Opgeslagen gegevens:
━━━━━━━━━━━━━━━━━━━━
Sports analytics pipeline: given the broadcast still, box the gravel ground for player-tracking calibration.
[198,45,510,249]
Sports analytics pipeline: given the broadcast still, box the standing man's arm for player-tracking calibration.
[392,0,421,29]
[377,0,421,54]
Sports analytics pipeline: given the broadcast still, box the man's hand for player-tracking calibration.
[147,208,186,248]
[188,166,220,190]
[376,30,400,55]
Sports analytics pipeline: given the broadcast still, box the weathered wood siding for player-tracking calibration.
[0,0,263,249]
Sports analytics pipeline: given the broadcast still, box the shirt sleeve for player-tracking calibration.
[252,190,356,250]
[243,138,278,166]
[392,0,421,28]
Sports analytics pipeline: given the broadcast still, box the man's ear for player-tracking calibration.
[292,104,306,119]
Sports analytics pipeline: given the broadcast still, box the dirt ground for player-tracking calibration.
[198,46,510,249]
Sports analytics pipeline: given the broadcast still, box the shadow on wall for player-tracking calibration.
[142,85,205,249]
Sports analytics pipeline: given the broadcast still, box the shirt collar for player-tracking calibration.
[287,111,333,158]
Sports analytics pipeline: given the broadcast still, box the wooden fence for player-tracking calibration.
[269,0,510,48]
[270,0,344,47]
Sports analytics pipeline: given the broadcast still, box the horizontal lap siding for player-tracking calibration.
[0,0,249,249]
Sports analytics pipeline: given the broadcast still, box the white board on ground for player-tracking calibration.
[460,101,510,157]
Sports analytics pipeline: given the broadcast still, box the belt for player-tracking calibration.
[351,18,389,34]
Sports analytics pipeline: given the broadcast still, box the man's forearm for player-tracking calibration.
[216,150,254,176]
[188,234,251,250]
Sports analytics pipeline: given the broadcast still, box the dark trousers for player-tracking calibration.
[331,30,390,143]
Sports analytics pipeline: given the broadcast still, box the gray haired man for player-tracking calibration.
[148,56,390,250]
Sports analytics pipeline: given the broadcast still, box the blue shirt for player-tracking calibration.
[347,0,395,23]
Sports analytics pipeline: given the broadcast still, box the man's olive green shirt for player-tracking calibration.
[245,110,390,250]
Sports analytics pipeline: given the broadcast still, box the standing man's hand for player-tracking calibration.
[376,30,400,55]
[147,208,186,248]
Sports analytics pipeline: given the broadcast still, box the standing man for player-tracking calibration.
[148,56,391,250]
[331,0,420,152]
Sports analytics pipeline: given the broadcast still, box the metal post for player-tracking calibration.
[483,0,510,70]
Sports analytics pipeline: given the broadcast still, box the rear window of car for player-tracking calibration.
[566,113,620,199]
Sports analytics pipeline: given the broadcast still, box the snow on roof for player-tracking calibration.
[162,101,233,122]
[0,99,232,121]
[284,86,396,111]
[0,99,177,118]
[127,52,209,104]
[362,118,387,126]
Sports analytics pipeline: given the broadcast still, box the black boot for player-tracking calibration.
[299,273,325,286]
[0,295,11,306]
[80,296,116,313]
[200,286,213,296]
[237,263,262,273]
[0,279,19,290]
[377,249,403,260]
━━━━━━━━━━━━━━━━━━━━
* HET DOEL *
Neem uit de lijst alle regels over, van de regel met "haired man for player-tracking calibration." tot en met de regel met "[566,113,620,199]", ook de regels zonder getallen. Verhoog daarbij elk getal in de kadercoördinaten met 14.

* DE OPLOSSING *
Sports analytics pipeline: given the broadcast still, box the gray haired man for player-tracking calibration.
[162,70,404,264]
Sports analytics pipeline: given the broadcast still, box the blue shirt for player-tracking calibration.
[361,14,409,37]
Sports analytics pipeline: given the broadcast still, box the man's olive green shirt for player-tracking calibration.
[259,124,404,264]
Sports analytics pipeline: given the broadcast still, box the standing man's hand for player-tracking calibration.
[390,44,414,69]
[161,222,200,262]
Sports analytics pipeline: given the broadcast still, box the standing man for player-tracking calibration.
[162,70,405,264]
[345,14,434,166]
Sports analytics pipeline: given the broadcast still, box the metal post for player-tracking calibration.
[497,14,524,84]
Sports analytics pipeline: given the broadcast still, box the rear window of car for player-tracking calibration.
[580,127,634,213]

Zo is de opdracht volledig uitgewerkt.